• TASK SET
(a) Translate this sentence from the tuning post into French: "These are all 10+1 scales, in that they are made up of 10 large and 1 small intervals."
(b) Reproduce verbatim the rows that follow the tuning post below, omitting any pictures from your copy.

• PAGE TEXT
In a spirit of free exchange, note that I posted this

|-8 -1 0 0|
| 2 -1 2 -1| = 41
|-1 1 1 1|
| 5 0 0 -2|

wrongly before. It happens to be a way of defining 41-equal in the
11-limit using a schisma and three unison vectors it shares with 31-
and 72-equal. This is the first time I've seen three 11-limit scales
tied up consistently to a linear approximation. I know Dave
understands this (and you can read off some other families from one of
his charts) but I don't think it's been explained in full.

These are all 10+1 scales, in that they are made up of 10 large and 1
small intervals. I'll call these s and q respectively because they
are almost but not exactly entirely unlike a "semitone" and
"quartertone".

In 31=, s=3 steps and q=1 step. In 41=, s=4 and q=1. In 72=, s=7 and
q=2.

The interval s stands for 16:15 or 15:14, and q stands for 45:44,
55:54, 49:48, 56:55, 64:63 and it looks like even 100:99.

In the way I outline somewhere on my website, here's a definition of
the temperament:

(10 1)
H = (16 1)(s)
(23 3)(q)
(28 3)
(35 2)

Using this matrix relationship, you can approximate any 11-prime limit
interval in terms of s and q. If that's not intuitive enough, here's
an outline of the temperament. I'll talk of identity instead of
approximation for simplicity. Remember that just intervals are only
approximated.

The 3-limit is defined by 6s being a perfect fifth (3:2). Knowing s
represents 16:15 gives you the 5-limit, but it's simpler to see that
6s => 8:5. Again, s => 15:14 is enough for the 7-limit, but it
happens that 2s => 8:7 and 5s => 7:5. The 11-limit comes from 3s =>
11:9.

A 5:4 major third is 3s+q, and a 6:5 minor third is 3s-q. Hence q
stands for two kinds of 11-limit dieses. Also, 2q => 25:24.

• AVAILABLE DATA
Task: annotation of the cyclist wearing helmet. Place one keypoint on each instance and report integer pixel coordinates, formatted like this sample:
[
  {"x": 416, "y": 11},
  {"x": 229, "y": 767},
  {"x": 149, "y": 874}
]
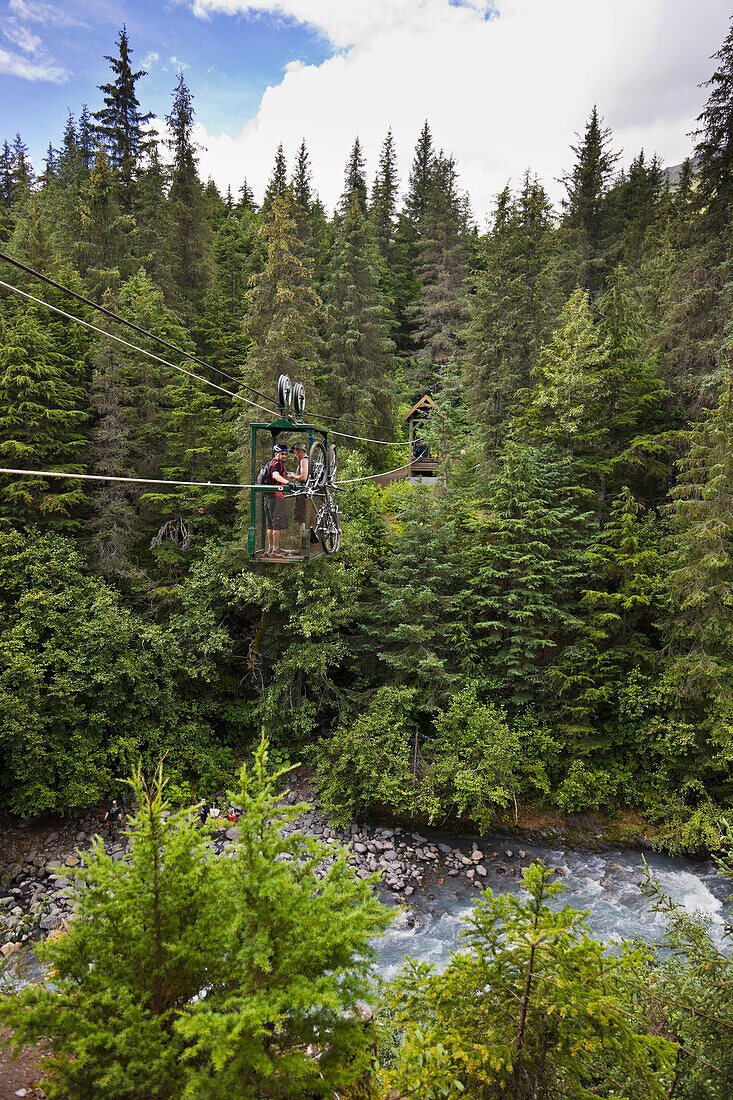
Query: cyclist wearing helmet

• PER-TASK OUTPUTS
(a) Ce sont toutes des gammes 10+1, en ce sens qu'elles se composent de 10 grands intervalles et d'un petit.

(b)
Task: annotation of the cyclist wearing helmet. Place one keypoint on each instance and report integer pixel coordinates, formatted like this sample:
[
  {"x": 416, "y": 11},
  {"x": 229, "y": 767},
  {"x": 149, "y": 874}
]
Query: cyclist wearing helmet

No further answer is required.